| Required task |
Repeat each line of the material exactly.

--- start ---

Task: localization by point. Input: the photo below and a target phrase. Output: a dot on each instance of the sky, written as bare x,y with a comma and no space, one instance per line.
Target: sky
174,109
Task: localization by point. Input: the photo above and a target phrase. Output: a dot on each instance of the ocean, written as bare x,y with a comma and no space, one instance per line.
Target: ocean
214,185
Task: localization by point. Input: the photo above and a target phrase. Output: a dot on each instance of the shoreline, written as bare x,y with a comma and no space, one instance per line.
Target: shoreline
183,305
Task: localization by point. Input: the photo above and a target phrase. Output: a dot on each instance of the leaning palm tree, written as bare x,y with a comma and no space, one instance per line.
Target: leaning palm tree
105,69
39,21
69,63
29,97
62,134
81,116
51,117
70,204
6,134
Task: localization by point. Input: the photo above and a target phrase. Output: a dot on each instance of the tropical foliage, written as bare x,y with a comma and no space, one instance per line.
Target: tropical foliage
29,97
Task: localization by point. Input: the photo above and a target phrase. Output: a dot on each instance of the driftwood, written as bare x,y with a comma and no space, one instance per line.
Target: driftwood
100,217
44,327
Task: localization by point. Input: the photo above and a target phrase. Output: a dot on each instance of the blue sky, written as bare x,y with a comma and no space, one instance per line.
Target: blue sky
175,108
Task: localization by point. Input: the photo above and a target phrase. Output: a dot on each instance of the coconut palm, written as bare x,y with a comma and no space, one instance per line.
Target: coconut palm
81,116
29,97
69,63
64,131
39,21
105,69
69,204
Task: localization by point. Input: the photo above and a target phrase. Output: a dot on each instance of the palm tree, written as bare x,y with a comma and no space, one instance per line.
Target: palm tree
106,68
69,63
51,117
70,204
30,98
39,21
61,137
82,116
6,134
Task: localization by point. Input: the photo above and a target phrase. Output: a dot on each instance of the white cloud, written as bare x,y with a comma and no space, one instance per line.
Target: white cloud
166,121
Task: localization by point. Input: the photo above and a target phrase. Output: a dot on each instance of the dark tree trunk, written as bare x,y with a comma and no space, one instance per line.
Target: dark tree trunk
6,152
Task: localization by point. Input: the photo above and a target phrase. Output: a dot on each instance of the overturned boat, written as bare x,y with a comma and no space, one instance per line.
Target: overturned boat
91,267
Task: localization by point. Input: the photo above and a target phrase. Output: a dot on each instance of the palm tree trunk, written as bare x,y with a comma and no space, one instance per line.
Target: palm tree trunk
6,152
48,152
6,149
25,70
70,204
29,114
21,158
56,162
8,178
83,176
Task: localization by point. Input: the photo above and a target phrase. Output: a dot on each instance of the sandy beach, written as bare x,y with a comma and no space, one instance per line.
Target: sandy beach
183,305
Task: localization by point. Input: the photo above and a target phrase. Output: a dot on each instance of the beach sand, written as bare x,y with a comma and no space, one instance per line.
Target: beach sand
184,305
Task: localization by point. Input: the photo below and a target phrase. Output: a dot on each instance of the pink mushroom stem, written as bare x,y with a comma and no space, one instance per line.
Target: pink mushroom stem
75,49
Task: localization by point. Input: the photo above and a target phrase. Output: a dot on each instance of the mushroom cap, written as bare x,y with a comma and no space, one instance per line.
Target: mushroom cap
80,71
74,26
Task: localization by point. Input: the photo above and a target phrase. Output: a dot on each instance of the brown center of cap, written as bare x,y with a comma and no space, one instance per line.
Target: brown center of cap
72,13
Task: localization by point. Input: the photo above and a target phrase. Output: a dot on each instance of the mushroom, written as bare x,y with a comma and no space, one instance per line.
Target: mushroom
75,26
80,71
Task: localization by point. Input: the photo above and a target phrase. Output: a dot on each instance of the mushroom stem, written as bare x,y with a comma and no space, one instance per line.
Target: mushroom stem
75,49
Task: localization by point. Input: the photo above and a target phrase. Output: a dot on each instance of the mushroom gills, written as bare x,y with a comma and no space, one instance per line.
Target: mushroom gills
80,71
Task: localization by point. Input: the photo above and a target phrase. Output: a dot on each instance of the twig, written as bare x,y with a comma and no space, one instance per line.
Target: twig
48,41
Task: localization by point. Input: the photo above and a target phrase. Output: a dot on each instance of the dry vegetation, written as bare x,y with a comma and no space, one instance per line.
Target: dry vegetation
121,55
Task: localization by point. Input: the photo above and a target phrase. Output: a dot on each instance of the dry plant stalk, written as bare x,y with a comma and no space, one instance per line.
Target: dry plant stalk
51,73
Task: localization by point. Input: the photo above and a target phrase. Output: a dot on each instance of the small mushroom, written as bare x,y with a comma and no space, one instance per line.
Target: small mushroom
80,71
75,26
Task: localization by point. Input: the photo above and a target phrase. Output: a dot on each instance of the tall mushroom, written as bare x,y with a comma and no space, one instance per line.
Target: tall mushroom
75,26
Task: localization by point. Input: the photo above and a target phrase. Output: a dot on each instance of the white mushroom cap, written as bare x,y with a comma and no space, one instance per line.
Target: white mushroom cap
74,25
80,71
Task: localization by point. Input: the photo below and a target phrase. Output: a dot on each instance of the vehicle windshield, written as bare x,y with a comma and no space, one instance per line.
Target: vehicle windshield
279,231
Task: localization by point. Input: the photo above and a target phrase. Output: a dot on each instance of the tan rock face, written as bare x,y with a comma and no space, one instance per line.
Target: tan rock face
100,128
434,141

--- end ---

| Solution to the problem |
Task: localization by point. Input: the photo below and a target phrase. Output: a dot on each instance of the sky, written as bare x,y with a comma and no space, one instance per line.
Target: sky
174,109
Task: localization by point. Input: the photo above and a target phrase. Output: a dot on each instance of the ocean, written as bare x,y with a comma and no space, one instance per line.
Target: ocean
214,185
Task: localization by point. Input: the photo above and a target phrase. Output: a dot on each instance of the shoreline, written as bare x,y with a comma and no space, one instance per line.
Target: shoreline
183,305
Task: localization by point. Input: the photo above and a target phrase. Output: a dot on each instance of the leaning palm tree, written as bare x,y with a comma and no space, one instance per line.
Target: leaning palm tree
105,69
39,21
69,63
29,97
62,134
81,116
51,117
70,204
6,134
Task: localization by point. Input: the photo above and a target phrase. Output: a dot on each instance of the tropical foliage, written as bare x,y with a comma and no space, one instance per line.
Target: tropical foliage
29,97
Task: localization by point. Input: the photo above and a target phrase. Output: a dot on each instance of the driftwood, written as bare x,y with a comma and no space, one instance per line.
Target: driftwood
100,217
44,327
Task: localization by point. Input: the photo above and a target phrase. Output: a dot on each instance of the blue sky, written as bare x,y with a comma and no space, one instance per line.
Target: blue sky
175,108
Task: localization by point. Input: the photo above and a target phrase. Output: a dot on each instance of the coconut palm, written as bare x,y with a comma and no space, one instance per line.
Target: coconut palm
81,116
29,97
69,63
64,131
39,21
105,69
69,204
Task: localization by point. Input: the photo above and a target phrase. Output: a dot on each instance of the palm tree, written as bare x,y with a comma and no space, one instance per line.
Target: palm tree
106,68
69,63
51,117
70,204
30,98
39,21
61,137
82,116
6,134
Task: localization by point. Input: the photo above and a target phrase. Output: a dot on each instance of the white cloud, written as bare x,y with a comma and no space, one instance per line.
Target: white cloud
166,121
Task: localization by point. Input: the photo above and a target phrase. Output: a dot on each instance of the dark tree trunk, written as bare x,y with a comma and no space, one instance per line.
Target: dark tree trunk
6,152
Task: localization by point. Input: the photo above and a target phrase. Output: a dot on each instance of the overturned boat, written as bare x,y with a comma and no space, one instance per line.
Target: overturned boat
91,267
Task: localization by point. Input: the photo above and a target phrase. Output: a dot on each instance of the palm tree trunk, written as bare x,y with a comma and no space, one instance per line.
Target: palm tree trunk
6,152
48,152
6,149
25,70
70,204
29,114
21,158
56,162
8,178
83,176
Task: localization by point. Input: the photo above and a target phrase. Output: a dot on each instance of the sandy beach, written as bare x,y with a comma and no space, one instance per line.
Target: sandy beach
183,305
Task: localization by point. Input: the photo above and a target phrase. Output: a dot on each instance of the beach sand, written as bare x,y with a comma and no space, one instance per line.
Target: beach sand
184,305
Task: localization by point. Input: the photo below and a target phrase. Output: a dot on each instance of the pink mushroom stem, written as bare x,y with a comma and no space, one instance per line.
Target: pink mushroom stem
75,49
Task: localization by point. Input: the photo above and a target phrase. Output: a dot on each instance of the mushroom cap, written as bare x,y with a comma and no space, one instance per line.
Target: mushroom cap
80,71
74,26
Task: localization by point. Input: the photo above and a target phrase. Output: a dot on each instance of the brown center of cap, written as bare x,y with a comma and no space, one instance per line.
Target: brown center of cap
72,13
Task: localization by point. Input: the photo above and a target phrase. Output: a dot on each instance of the mushroom, written as bare x,y with a comma and no space, one instance per line.
Target: mushroom
75,26
80,71
Task: localization by point. Input: the photo above and a target phrase. Output: a dot on each instance of the mushroom stem, written as bare x,y with a comma and no space, one instance per line.
Target: mushroom stem
75,49
Task: localization by point. Input: the photo above and a target phrase. Output: a dot on each instance of the mushroom gills, written as bare x,y with a comma and no space, one instance per line.
Target: mushroom gills
80,71
Task: localization by point. Input: the photo above and a target phrase. Output: a dot on each instance of the twig, written as bare x,y with a comma and no space, one instance per line.
Target: twig
48,41
Task: localization by point. Input: the photo above and a target phrase. Output: a dot on each instance of the dry vegetation, written as bare x,y with a comma and no space, one instance per line.
Target: dry vegetation
121,55
Task: localization by point. Input: the photo above and a target phrase. Output: a dot on each instance of the dry plant stalk, written as bare x,y with a comma and no space, one instance per line.
Target: dry plant stalk
51,73
Task: localization by point. Input: the photo above and a target phrase. Output: a dot on each instance of the small mushroom, written as bare x,y with a comma and no space, one instance per line.
Target: small mushroom
80,71
75,26
Task: localization by point. Input: the photo above and a target phrase. Output: a dot on each instance of the tall mushroom, written as bare x,y with a comma and no space, one instance per line.
Target: tall mushroom
75,26
Task: localization by point. Input: the photo above and a target phrase. Output: a dot on each instance of the white mushroom cap, written as bare x,y with a comma and no space, one instance per line.
Target: white mushroom cap
74,25
80,71
Task: localization by point. Input: the photo below and a target phrase. Output: a dot on each instance of the vehicle windshield, written as bare x,y with a comma and no space, one instance per line.
Target: vehicle windshield
279,231
Task: localization by point. Input: the photo above and a target phrase. Output: a dot on each instance of the tan rock face, written as bare x,y with a comma and no space, one instance per line.
Target: tan rock face
100,128
434,141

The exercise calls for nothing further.